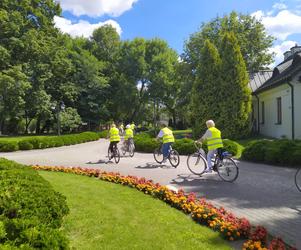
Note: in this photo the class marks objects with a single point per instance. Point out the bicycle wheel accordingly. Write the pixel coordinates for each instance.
(298, 179)
(158, 155)
(132, 149)
(174, 158)
(196, 163)
(123, 149)
(228, 170)
(116, 155)
(110, 155)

======

Goal of the exercise: Please transcribe each line above exactly, but leave the images out.

Solution for this problem:
Note: in this photo the class marks objects with a single point per instance. Point out the bicycle wheel accordingly. Write the pixel coordinates for each instance.
(298, 179)
(158, 155)
(132, 149)
(174, 158)
(196, 163)
(123, 149)
(228, 170)
(116, 155)
(110, 155)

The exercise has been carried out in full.